◆ **What is required**
Please render the records starting at the line that contains "Task: set a pin on each instance of the chair" and ending at the line that contains "point(322, 59)" as a Markdown table with the columns Row and Line. Number each line under Row, put its text under Line, and leave out blank lines.

◆ **Extracted information**
>> begin

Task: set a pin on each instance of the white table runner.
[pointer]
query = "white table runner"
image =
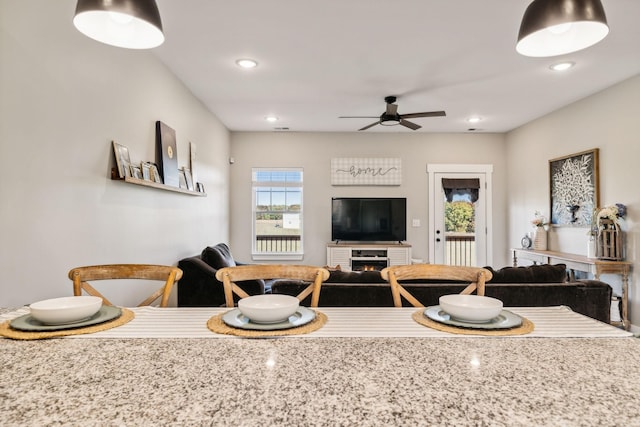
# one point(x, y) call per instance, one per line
point(364, 322)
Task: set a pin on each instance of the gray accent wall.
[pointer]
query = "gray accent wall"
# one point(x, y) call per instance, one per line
point(314, 151)
point(63, 99)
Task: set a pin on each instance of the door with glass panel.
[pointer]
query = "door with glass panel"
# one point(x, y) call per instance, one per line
point(458, 219)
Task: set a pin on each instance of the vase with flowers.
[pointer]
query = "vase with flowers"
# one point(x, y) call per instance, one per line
point(540, 226)
point(606, 231)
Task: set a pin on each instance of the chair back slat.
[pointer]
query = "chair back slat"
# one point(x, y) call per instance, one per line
point(476, 277)
point(81, 276)
point(230, 275)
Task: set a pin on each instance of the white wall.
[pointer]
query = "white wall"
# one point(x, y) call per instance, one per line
point(314, 151)
point(64, 98)
point(608, 121)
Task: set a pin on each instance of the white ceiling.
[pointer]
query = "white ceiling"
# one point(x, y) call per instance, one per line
point(322, 59)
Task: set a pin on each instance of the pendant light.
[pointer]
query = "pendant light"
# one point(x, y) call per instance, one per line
point(132, 24)
point(557, 27)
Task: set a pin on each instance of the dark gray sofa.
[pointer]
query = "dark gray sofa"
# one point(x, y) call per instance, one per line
point(199, 286)
point(540, 285)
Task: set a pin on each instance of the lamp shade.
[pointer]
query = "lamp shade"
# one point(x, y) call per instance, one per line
point(132, 24)
point(557, 27)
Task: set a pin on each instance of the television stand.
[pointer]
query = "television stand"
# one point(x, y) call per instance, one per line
point(359, 256)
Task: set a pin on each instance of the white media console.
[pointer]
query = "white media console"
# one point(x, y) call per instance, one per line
point(372, 256)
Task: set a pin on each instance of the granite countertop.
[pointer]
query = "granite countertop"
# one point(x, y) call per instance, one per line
point(321, 381)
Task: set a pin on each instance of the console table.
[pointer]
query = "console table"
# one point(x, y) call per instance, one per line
point(352, 256)
point(582, 263)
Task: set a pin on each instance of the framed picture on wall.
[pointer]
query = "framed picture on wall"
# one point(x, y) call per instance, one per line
point(188, 178)
point(574, 192)
point(123, 161)
point(167, 154)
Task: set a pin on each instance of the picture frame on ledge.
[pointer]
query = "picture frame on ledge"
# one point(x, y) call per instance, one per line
point(575, 188)
point(123, 162)
point(188, 178)
point(182, 180)
point(167, 154)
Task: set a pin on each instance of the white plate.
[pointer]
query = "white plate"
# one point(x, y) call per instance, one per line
point(505, 320)
point(29, 323)
point(236, 319)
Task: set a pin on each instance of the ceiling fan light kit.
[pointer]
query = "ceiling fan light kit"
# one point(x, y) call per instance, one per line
point(131, 24)
point(557, 27)
point(391, 117)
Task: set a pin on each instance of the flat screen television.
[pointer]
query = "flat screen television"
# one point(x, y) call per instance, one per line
point(369, 219)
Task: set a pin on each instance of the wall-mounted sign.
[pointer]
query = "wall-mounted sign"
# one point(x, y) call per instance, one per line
point(366, 171)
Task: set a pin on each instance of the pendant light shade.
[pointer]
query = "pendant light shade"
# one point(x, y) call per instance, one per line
point(132, 24)
point(557, 27)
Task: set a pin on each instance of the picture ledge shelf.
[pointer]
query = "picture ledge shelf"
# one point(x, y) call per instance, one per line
point(159, 186)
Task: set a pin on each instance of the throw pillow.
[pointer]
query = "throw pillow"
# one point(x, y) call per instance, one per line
point(218, 256)
point(545, 273)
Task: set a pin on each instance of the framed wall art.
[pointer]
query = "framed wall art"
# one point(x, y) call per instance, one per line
point(167, 154)
point(366, 171)
point(574, 192)
point(123, 161)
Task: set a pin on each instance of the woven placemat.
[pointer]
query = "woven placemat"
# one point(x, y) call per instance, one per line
point(217, 325)
point(525, 328)
point(7, 331)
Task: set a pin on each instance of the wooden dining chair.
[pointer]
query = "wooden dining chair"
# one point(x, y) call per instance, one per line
point(229, 275)
point(167, 274)
point(476, 277)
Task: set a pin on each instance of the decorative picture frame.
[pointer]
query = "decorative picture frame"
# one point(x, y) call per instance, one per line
point(136, 172)
point(182, 180)
point(123, 161)
point(146, 170)
point(167, 154)
point(155, 175)
point(366, 171)
point(188, 178)
point(574, 188)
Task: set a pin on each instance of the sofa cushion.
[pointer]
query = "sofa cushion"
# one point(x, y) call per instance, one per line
point(218, 256)
point(545, 273)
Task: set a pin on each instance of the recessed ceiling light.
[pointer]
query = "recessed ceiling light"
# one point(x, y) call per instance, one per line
point(246, 63)
point(562, 66)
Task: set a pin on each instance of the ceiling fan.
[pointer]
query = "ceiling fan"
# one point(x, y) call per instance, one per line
point(391, 117)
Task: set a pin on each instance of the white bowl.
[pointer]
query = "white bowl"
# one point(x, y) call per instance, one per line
point(268, 308)
point(58, 311)
point(471, 308)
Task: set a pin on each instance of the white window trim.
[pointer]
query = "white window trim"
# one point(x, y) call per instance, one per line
point(281, 256)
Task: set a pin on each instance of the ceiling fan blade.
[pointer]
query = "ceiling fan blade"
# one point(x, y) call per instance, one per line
point(409, 124)
point(370, 126)
point(392, 109)
point(427, 114)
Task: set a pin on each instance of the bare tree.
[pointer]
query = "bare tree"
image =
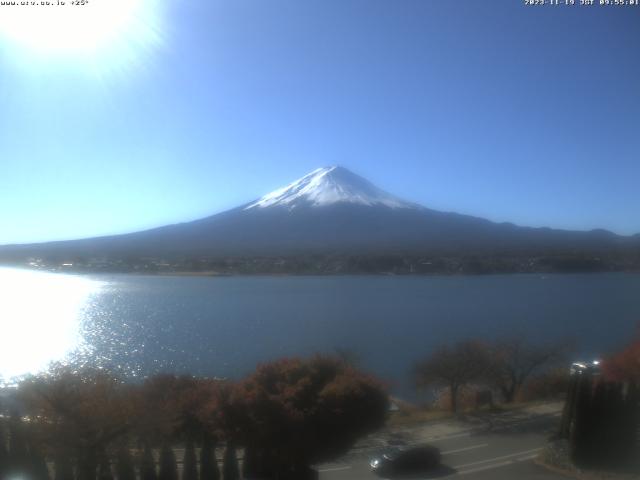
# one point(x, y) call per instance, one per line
point(453, 367)
point(515, 360)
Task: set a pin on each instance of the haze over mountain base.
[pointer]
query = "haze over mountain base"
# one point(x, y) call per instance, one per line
point(334, 221)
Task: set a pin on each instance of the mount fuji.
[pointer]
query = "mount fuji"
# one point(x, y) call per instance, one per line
point(331, 211)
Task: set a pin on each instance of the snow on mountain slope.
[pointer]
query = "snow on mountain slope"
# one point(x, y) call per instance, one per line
point(327, 186)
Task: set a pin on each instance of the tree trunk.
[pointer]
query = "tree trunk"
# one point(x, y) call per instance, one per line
point(454, 398)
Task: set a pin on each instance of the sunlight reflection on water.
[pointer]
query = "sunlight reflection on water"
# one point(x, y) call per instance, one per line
point(40, 319)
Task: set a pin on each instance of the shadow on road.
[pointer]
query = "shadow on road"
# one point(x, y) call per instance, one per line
point(441, 471)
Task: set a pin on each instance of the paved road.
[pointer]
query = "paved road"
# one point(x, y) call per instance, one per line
point(504, 449)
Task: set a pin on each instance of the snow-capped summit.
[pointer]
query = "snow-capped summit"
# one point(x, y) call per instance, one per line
point(328, 186)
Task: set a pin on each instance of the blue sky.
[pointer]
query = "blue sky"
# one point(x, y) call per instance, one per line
point(514, 113)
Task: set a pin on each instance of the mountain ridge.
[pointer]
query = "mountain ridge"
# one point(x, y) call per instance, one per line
point(331, 210)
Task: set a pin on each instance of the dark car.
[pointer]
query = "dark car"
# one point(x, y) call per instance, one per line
point(406, 461)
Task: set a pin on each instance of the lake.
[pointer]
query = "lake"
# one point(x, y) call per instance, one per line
point(224, 326)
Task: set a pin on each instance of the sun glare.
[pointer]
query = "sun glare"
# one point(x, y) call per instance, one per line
point(40, 319)
point(76, 27)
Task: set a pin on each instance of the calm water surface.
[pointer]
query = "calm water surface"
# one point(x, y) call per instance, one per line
point(224, 326)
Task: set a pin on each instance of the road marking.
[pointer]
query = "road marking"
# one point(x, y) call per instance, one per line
point(498, 465)
point(334, 469)
point(448, 452)
point(498, 458)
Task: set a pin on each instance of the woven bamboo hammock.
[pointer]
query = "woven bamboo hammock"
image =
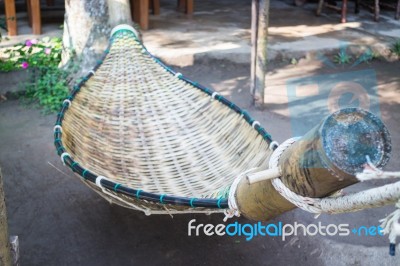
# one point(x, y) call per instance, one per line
point(145, 137)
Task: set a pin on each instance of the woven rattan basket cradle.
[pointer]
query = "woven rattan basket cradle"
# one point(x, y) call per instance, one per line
point(147, 138)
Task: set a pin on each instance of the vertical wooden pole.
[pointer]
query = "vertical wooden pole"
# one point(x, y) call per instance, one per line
point(320, 163)
point(259, 59)
point(5, 251)
point(189, 7)
point(11, 17)
point(36, 17)
point(254, 23)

>> end

◆ **Written response**
| Row | Line |
|---|---|
| 1 | Task: set a pin on each instance of the chair back slat. |
| 2 | [pointer] |
| 3 | query = "chair back slat" |
| 4 | # one point(x, y) call per instance, one per line |
| 5 | point(476, 277) |
| 6 | point(81, 276) |
| 7 | point(230, 275) |
| 8 | Task: set a pin on each instance of the white wall. |
| 9 | [pointer] |
| 10 | query = "white wall" |
| 11 | # one point(x, y) call per instance, one per line |
| 12 | point(314, 151) |
| 13 | point(64, 98) |
| 14 | point(608, 121) |
| 15 | Task: set a pin on each instance of the white ceiling. |
| 16 | [pointer] |
| 17 | query = "white ceiling" |
| 18 | # one point(x, y) call per instance, one per line |
| 19 | point(322, 59) |